Task goal :: Sift through the material below and return the lines with "segment".

The data ::
*** Begin section ***

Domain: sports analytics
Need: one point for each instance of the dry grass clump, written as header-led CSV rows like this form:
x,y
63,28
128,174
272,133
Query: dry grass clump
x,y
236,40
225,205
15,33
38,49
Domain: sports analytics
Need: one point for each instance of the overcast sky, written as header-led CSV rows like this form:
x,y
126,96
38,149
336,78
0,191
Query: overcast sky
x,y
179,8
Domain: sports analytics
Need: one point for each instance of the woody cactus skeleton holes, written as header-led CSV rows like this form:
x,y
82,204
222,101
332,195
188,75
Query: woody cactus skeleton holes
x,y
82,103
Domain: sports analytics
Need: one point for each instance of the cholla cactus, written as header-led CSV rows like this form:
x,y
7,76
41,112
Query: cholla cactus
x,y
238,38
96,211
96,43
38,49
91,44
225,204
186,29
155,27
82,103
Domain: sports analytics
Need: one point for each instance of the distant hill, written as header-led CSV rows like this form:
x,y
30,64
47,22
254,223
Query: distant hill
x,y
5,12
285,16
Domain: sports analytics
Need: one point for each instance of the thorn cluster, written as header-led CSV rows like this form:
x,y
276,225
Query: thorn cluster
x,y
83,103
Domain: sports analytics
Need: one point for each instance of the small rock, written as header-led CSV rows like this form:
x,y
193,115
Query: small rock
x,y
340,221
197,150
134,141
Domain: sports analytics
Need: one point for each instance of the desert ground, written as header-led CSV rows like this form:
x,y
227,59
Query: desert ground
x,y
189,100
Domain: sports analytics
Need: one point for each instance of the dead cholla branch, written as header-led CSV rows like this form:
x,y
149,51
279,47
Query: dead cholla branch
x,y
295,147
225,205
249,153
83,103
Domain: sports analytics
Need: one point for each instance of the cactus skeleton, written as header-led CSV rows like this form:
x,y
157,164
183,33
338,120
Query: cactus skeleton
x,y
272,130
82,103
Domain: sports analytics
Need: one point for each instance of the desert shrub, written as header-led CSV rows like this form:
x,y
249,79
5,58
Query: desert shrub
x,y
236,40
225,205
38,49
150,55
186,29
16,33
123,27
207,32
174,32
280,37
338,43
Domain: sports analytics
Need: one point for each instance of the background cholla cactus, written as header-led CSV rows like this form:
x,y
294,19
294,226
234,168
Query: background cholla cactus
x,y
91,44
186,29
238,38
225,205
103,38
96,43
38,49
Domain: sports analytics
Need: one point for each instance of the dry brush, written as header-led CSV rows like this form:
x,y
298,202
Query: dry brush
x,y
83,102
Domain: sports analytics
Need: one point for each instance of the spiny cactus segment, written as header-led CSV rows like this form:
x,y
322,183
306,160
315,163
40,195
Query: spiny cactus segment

*** End section ***

Result ::
Need: one point for each instance of the spiny cactus segment, written as header-led CSV rows like this form:
Query: spiny cactus segment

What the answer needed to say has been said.